Raccoons are nocturnal animals, which means they are most active in the nighttime hours. Their presence is often detected when their activities awaken people in the middle of the night. If, however, they go unnoticed for long periods of time, their destructive behaviour can do severe and costly damage to your home.

FACT:

According to statistics compiled and published by the city’s public health service approximately 63 bites from raccoons were reported in Hamilton in 2018.

FACT:

Their problem-solving skills combined with their dexterous paws make raccoons adept at opening jars and unscrewing lids. They can even figure out how to open doors! Their strength allows them to get into your home by ripping soffit, shingles and flashing.

FACT:

Raccoons prefer quiet locations for their dens. When they move into an attic, they are often found in the areas above the bedrooms, which are generally the quietest rooms in a house during the day when raccoons sleep.

FACT:

Mothers are very dedicated to their young. If a mother gets separated from her litter, she will go to great lengths to get back to them. For this reason, Skedaddle Humane Wildlife Control ensures raccoon babies are safely removed and reunited with their mother as part of the removal process.

════════════════════

**Description of the task:** Continue the raccoon text, picking up after its final sentence. The lines that come next are unrelated material.

**Available data:**

════════════════════

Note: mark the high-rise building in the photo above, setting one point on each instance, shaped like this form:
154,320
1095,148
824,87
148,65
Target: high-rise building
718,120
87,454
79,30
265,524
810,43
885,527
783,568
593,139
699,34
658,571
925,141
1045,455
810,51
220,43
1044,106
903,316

════════════════════

**Task answer:**
FACT:

Female raccoons give birth to between two and six babies once per year beginning in the early spring. Babies are not mobile or coming and going from the den site until 8 to 12 weeks after birth. It is not possible to trap or chase away immobile babies so they need to be located and removed by hand.

FACT:

Raccoon babies are capable of independence after approximately 10 months, though some may leave their mother’s care at eight months and others not until they reach a year old.

FACT:

An outbreak of raccoon rabies was discovered in Hamilton in 2015. Until then, Ontario had not had a confirmed case in nearly a decade. Since then, the province has since spent millions of dollars tracking the infection and using baits to vaccinate raccoon populations across southern Ontario.